### [Görev Tanımı 1]
Edebiyat Günleri yazısında "Ayşe Kulin, Aylin’in" ifadesinden "da sözlerine ekledi." ifadesine kadar uzanan bölümü kelimesi kelimesine aktarınız.
### [Görev Tanımı 2]
Edebiyat Günleri yazısına göre aşağıdaki soruları yanıtlayınız:
(a) Festivalin bu yılki teması nedir?
(b) Festivalin kurucusu kimdir?
(c) Ayşe Kulin, "Bir Varmış Bir Yokmuş" adlı kitabında cinayeti kimin gözlerinden anlattığını belirtmiştir?
### [Görev Tanımı 3]
Edebiyat Günleri yazısını son cümlesinden sonra sürdürünüz.

### [Sayfa Alıntısı]
Filiz Aygündüz

Filiz Aygündüz

filiz.aygunduz@milliyet.com.tr

Tüm Yazıları

Berlin-İstanbul Edebiyat Günleri’nin ikincisi bu hafta düzenlendi. Bu yılki teması polisiye-noir olan ve Berlin Senatosu tarafından desteklenen festival, Türkiye ve Almanya arasında bir edebiyat köprüsü kurmayı amaçlıyor. Festivalin kurucusu Burcu Argat, danışmanlığını ise Barbaros Altuğ yapıyor. Türkiye’den Ahmet Ümit, Ayşe Kulin, Mehmet Murat Somer’in katıldığı festivalde Almanya’dan da polisiye yazarları ve eleştirmenler konuşma yaptılar üç gün boyunca. Son gün karşımızda Ayşe Kulin vardı. Kulin ile Barbaros Altuğ konuştu. Altuğ, moderasyonuna “Adı Aylin”den başlayarak “Gizli Anların Yolcusu”na, “Her Yerde Kan Var”a uzanan çizgide Kulin’in hemen hemen her kitabındaki polisiye örgüye dikkat çekerek başladı; Kulin’i “Gizli polisiye yazarı” olarak niteledi

Haberin Devamı

Berlin’e özgü bir İstanbul

Ayşe Kulin, Aylin’in esrarengiz ölümünü hatırlatarak romanda polisin bu cinayetin içinden çıkamadığını vurguladı. “Her Yerde Kan Var” romanında Abdülaziz’in şaibeli ölümünü işlediğini, intihar mı etti yoksa öldürüldü mü sorusunun peşine düştüğünü anlattı. “Demek ki benim ruhumda bir dedektif yatıyor” sözleriyle romancılığının bu yönünün altını çizdi. Yine polisiye kurgusu olan “Gizli Anların Yolcusu” adlı romanında Türkiye’de bir kadın yazar olarak eşcinsellerin aşk hayatına el attığını, aldığı tepkilere tepki olarak “Bora’nın Kitabı”nı yazdığını söyleyen Kulin “Ben, cesur bir yazarım” dedi. Ayşe Kulin “Bir Varmış Bir Yokmuş” adlı kitabında bir cinayeti bir kedinin gözlerinden anlattığını da sözlerine ekledi.

### [Mevcut Veriler]
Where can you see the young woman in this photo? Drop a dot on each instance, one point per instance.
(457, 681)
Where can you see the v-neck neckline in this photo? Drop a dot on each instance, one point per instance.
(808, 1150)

### [Alıştırma Yanıtı 1]
Ayşe Kulin, Aylin’in esrarengiz ölümünü hatırlatarak romanda polisin bu cinayetin içinden çıkamadığını vurguladı. “Her Yerde Kan Var” romanında Abdülaziz’in şaibeli ölümünü işlediğini, intihar mı etti yoksa öldürüldü mü sorusunun peşine düştüğünü anlattı. “Demek ki benim ruhumda bir dedektif yatıyor” sözleriyle romancılığının bu yönünün altını çizdi. Yine polisiye kurgusu olan “Gizli Anların Yolcusu” adlı romanında Türkiye’de bir kadın yazar olarak eşcinsellerin aşk hayatına el attığını, aldığı tepkilere tepki olarak “Bora’nın Kitabı”nı yazdığını söyleyen Kulin “Ben, cesur bir yazarım” dedi. Ayşe Kulin “Bir Varmış Bir Yokmuş” adlı kitabında bir cinayeti bir kedinin gözlerinden anlattığını da sözlerine ekledi.

### [Alıştırma Yanıtı 2]
(a) Polisiye-noir.
(b) Burcu Argat.
(c) Bir kedinin.

### [Alıştırma Yanıtı 3]
Barbaros Altuğ, Kulin’in şu an büyük bir roman yazdığının müjdesini verdi. Ama adı da içeriği de sır gibi saklı. Kulin “Şu anda açık etmek istemiyorum. Çünkü kolay bir kitap değil. Onu bitirmeye çalışıyorum. O benim benden bu romanı isteyen yayıncıma vefa borcum” dedi. Kitabın konusunu Berlin’e aynı uçakta gittiğimiz Kulin’den dinleme fırsatım oldu. Altuğ haklı. Büyük bir roman bu. İçinde öyle ayrıntılar var ki nefesimi kesti.

‘Yazdığın yer vatanındır’

Bu kitabın ardından son kitabını yazacağını söyledi Kulin. Adının “Bir Bunağın Hatıra Defteri” olacağını. 83 yaşında olduğunu belirten yazar, elindeki romanı bitirip yenisine başladığında 85’ine geleceğini ve artık bir yerde dur demesi gerektiğini belirtti. Çok uzun yaşayan bir aileden geldiğini, belli bir yaştan sonra demansın başladığını ifade eden yazar, “Benim de başıma gelebilir. O yüzden son kitabın adı ‘Bir Bunağın Hatıra Defteri’ olacak, okurlarım asıl o zaman görecekler ne kadar cesur bir yazar olduğumu,” dedi.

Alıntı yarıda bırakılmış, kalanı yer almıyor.